» **TASK DIRECTIONS**: Without the pictures, reproduce the entries below exactly.

» **INPUT**:
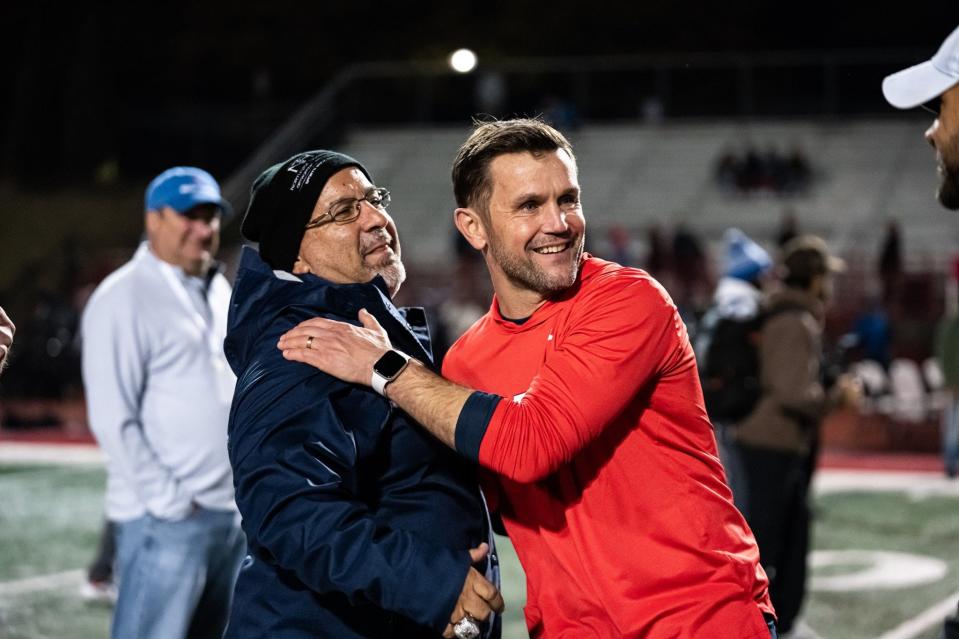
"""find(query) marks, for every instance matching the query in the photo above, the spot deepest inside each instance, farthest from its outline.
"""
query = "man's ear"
(151, 220)
(472, 226)
(300, 266)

» **EXERCISE ANSWER**:
"""find(query) marks, for every instance matching the query in the photo above, the spot deepest inside each instance, farthest from its outline.
"""
query = "man's ear"
(151, 220)
(472, 226)
(300, 266)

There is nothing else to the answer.